═══ Available records ═══
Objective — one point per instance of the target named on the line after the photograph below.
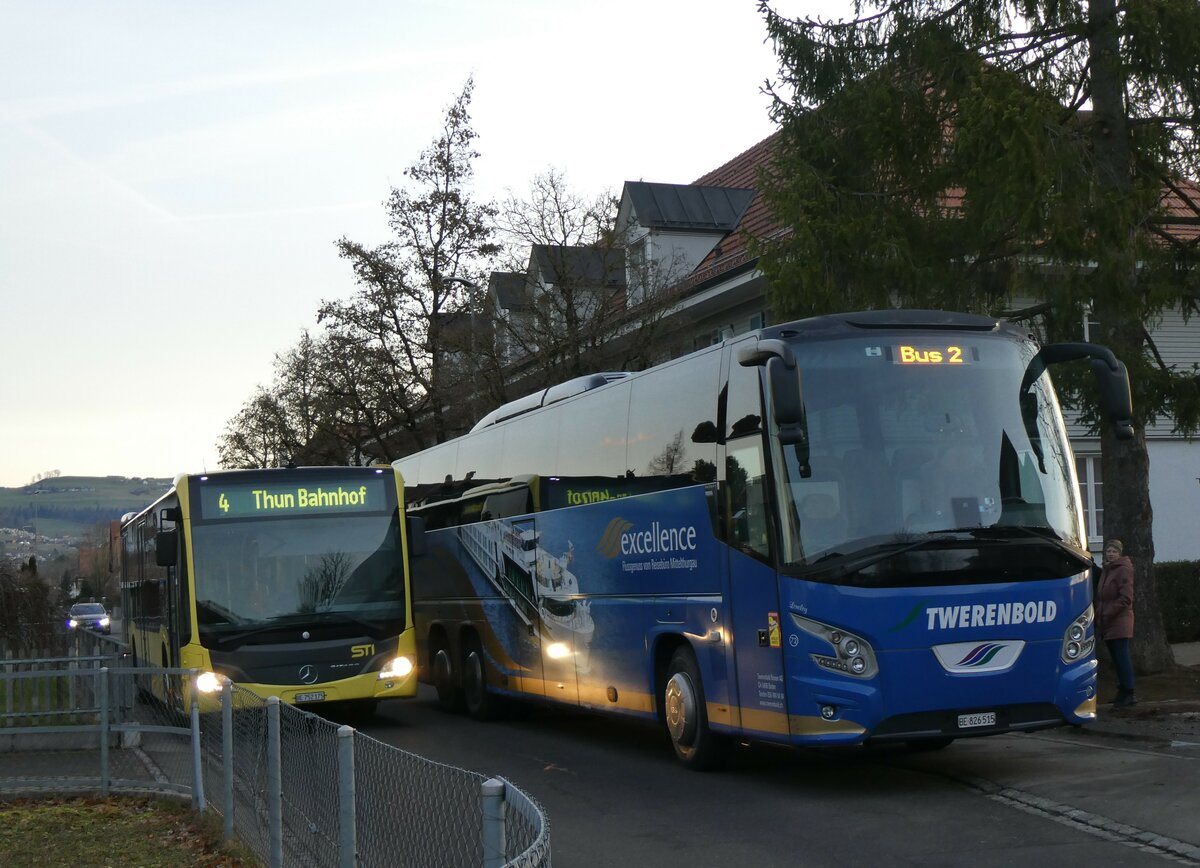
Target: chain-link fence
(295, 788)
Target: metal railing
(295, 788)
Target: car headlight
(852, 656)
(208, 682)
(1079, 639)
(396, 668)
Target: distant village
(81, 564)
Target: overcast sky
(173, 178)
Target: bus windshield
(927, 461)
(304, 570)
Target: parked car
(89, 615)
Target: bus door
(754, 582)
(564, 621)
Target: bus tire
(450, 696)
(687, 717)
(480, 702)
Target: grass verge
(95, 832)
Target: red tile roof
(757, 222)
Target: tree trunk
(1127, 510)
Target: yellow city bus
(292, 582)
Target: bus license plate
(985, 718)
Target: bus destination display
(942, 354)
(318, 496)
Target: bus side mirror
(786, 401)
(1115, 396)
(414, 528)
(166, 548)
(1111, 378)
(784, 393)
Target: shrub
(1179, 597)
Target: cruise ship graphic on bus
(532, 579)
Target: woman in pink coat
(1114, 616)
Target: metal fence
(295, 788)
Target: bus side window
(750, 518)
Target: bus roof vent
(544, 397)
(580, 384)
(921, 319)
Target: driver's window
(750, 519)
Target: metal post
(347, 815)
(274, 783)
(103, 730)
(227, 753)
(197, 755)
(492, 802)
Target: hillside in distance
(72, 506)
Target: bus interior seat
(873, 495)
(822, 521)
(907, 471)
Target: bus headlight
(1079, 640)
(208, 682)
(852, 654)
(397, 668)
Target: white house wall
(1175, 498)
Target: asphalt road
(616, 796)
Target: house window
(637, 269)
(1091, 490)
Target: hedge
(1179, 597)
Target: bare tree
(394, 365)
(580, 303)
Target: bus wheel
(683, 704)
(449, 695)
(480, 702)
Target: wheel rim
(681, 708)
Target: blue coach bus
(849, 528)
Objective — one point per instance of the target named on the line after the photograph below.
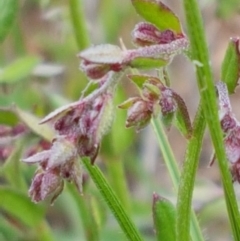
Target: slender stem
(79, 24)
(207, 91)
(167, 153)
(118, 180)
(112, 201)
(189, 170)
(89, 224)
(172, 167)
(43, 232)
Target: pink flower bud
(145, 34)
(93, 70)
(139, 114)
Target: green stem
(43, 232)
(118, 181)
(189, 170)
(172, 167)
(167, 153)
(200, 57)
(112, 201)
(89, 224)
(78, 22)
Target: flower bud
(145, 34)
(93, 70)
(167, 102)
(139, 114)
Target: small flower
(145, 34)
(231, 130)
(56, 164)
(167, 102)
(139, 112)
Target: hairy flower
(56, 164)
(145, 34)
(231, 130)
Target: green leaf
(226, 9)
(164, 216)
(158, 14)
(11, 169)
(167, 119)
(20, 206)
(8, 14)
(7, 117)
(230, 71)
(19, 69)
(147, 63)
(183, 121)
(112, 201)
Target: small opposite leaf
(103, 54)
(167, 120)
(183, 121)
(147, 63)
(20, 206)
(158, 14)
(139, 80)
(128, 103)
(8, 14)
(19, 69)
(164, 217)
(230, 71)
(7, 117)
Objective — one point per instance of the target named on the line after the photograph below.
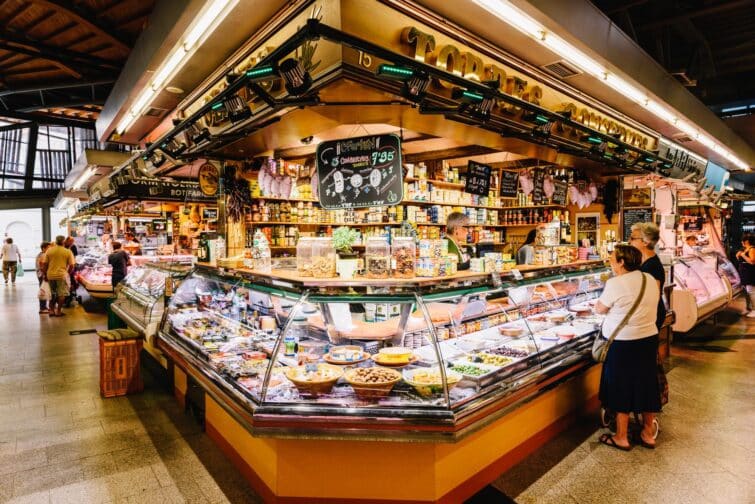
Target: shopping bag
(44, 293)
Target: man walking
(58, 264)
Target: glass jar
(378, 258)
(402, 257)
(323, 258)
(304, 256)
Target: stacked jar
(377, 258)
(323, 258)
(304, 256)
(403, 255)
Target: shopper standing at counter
═══
## What this task involves
Nothing but the pictures may be dropped; output the records above exactly.

## The output
Objective — one point per instance of the target named on the line after the photograph below.
Target: chain-link fence
(295, 788)
Target: metal railing
(295, 788)
Target: car headlight
(852, 656)
(208, 682)
(1079, 639)
(396, 668)
Target: distant village
(81, 564)
Target: overcast sky
(173, 178)
Target: bus windshield
(927, 461)
(304, 570)
Target: parked car
(89, 615)
Target: bus door
(754, 582)
(564, 621)
Target: bus tire
(450, 696)
(687, 717)
(480, 702)
Target: grass verge
(95, 832)
Target: red tile roof
(757, 222)
Target: tree trunk
(1127, 510)
Target: yellow city bus
(292, 582)
Target: bus license plate
(985, 718)
Target: bus destination display
(942, 354)
(318, 496)
Target: bus side mirror
(786, 401)
(1115, 396)
(414, 528)
(166, 548)
(1111, 378)
(784, 393)
Target: shrub
(1179, 597)
Target: cruise ship graphic on bus
(532, 579)
Target: woman in pink coat
(1114, 616)
Target: metal fence
(295, 788)
Target: bus side window
(750, 518)
Target: bus roof vent
(544, 397)
(580, 384)
(921, 319)
Target: driver's window
(750, 519)
Target: metal post
(347, 815)
(274, 783)
(103, 730)
(227, 753)
(197, 755)
(492, 802)
Target: hillside in distance
(72, 506)
Target: bus interior seat
(873, 495)
(822, 521)
(907, 471)
Target: bus headlight
(1079, 640)
(208, 682)
(852, 654)
(397, 668)
Target: white house wall
(1175, 498)
Target: asphalt road
(616, 796)
Target: house window
(637, 269)
(1091, 490)
Target: hedge
(1179, 597)
Target: bare tree
(394, 365)
(580, 303)
Target: bus wheel
(683, 704)
(449, 695)
(480, 702)
Target: wheel rim
(681, 708)
Target: blue coach bus
(849, 528)
Objective — one point per instance of the target named on the line after the photograph below.
Target: slender stem
(79, 24)
(207, 91)
(167, 153)
(118, 180)
(112, 201)
(189, 170)
(89, 224)
(172, 167)
(43, 232)
Target: pink flower bud
(145, 34)
(93, 70)
(139, 114)
Target: green stem
(43, 232)
(118, 181)
(189, 170)
(172, 167)
(167, 153)
(200, 57)
(112, 201)
(89, 224)
(78, 22)
Target: flower bud
(145, 34)
(93, 70)
(167, 102)
(139, 114)
Target: small flower
(145, 34)
(231, 130)
(56, 164)
(167, 102)
(139, 112)
Target: hairy flower
(56, 164)
(145, 34)
(231, 130)
Target: green leaf
(226, 9)
(164, 216)
(158, 14)
(11, 169)
(167, 119)
(20, 206)
(8, 14)
(7, 117)
(230, 71)
(19, 69)
(147, 63)
(183, 121)
(112, 201)
Target: small opposite leaf
(103, 54)
(167, 120)
(183, 121)
(147, 63)
(20, 206)
(158, 14)
(139, 80)
(128, 103)
(8, 14)
(19, 69)
(164, 217)
(230, 71)
(7, 117)
Objective — one point per instance of the target named on the line after the photograph below.
Target: shopping bag
(44, 293)
Target: man walking
(58, 264)
Target: glass jar
(378, 258)
(402, 257)
(323, 258)
(304, 256)
Target: stacked jar
(377, 258)
(323, 258)
(304, 256)
(403, 255)
Target: shopper standing at counter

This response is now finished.